◆ Task item ◆
Every line below needs to be returned exactly as written.

◆ The data ◆
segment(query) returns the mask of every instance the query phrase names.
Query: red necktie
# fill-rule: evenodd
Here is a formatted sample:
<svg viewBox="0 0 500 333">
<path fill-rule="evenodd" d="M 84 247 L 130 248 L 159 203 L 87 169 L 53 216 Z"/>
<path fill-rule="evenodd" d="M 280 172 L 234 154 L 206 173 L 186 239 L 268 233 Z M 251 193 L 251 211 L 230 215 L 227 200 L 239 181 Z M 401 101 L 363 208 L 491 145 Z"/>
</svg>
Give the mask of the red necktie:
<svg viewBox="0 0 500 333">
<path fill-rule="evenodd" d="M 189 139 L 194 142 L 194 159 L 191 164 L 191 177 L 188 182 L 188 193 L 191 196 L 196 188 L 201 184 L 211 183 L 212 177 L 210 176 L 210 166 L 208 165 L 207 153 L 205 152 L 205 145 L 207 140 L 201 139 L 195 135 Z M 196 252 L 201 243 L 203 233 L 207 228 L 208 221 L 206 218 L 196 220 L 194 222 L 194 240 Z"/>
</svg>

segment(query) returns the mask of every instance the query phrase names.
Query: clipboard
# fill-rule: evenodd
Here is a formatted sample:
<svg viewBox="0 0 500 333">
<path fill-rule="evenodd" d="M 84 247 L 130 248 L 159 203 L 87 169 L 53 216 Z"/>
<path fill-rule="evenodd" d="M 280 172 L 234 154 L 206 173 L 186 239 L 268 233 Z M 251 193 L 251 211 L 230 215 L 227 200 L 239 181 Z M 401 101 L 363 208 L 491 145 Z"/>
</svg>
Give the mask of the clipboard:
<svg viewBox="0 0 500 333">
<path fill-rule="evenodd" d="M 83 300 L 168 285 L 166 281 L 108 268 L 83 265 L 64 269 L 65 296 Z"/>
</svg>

◆ Problem solution ◆
segment(query) returns the mask of every instance the query phrase names.
Query: red necktie
# fill-rule: evenodd
Here is a formatted sample:
<svg viewBox="0 0 500 333">
<path fill-rule="evenodd" d="M 84 247 L 130 248 L 159 203 L 87 169 L 53 216 Z"/>
<path fill-rule="evenodd" d="M 280 172 L 234 154 L 206 173 L 186 239 L 268 233 Z M 251 193 L 251 211 L 230 215 L 227 200 L 239 181 Z M 401 101 L 363 208 L 491 145 Z"/>
</svg>
Give the mask of the red necktie:
<svg viewBox="0 0 500 333">
<path fill-rule="evenodd" d="M 189 139 L 194 142 L 194 159 L 191 164 L 191 177 L 188 182 L 188 193 L 191 196 L 196 188 L 201 184 L 211 183 L 212 177 L 210 176 L 210 166 L 208 165 L 207 153 L 205 152 L 205 145 L 207 140 L 201 139 L 195 135 Z M 196 252 L 201 243 L 203 233 L 207 228 L 208 221 L 206 218 L 196 220 L 194 222 L 194 240 Z"/>
</svg>

segment(query) returns the mask of every instance the query phrase names.
Query: clipboard
# fill-rule: evenodd
Here is a formatted sample:
<svg viewBox="0 0 500 333">
<path fill-rule="evenodd" d="M 84 247 L 130 248 L 159 203 L 87 169 L 53 216 Z"/>
<path fill-rule="evenodd" d="M 280 172 L 234 154 L 206 173 L 186 239 L 268 233 Z M 251 193 L 251 211 L 230 215 L 227 200 L 239 181 Z M 401 101 L 363 208 L 491 145 Z"/>
</svg>
Give the mask of the clipboard:
<svg viewBox="0 0 500 333">
<path fill-rule="evenodd" d="M 83 300 L 168 285 L 166 281 L 108 268 L 83 265 L 64 269 L 65 296 Z"/>
</svg>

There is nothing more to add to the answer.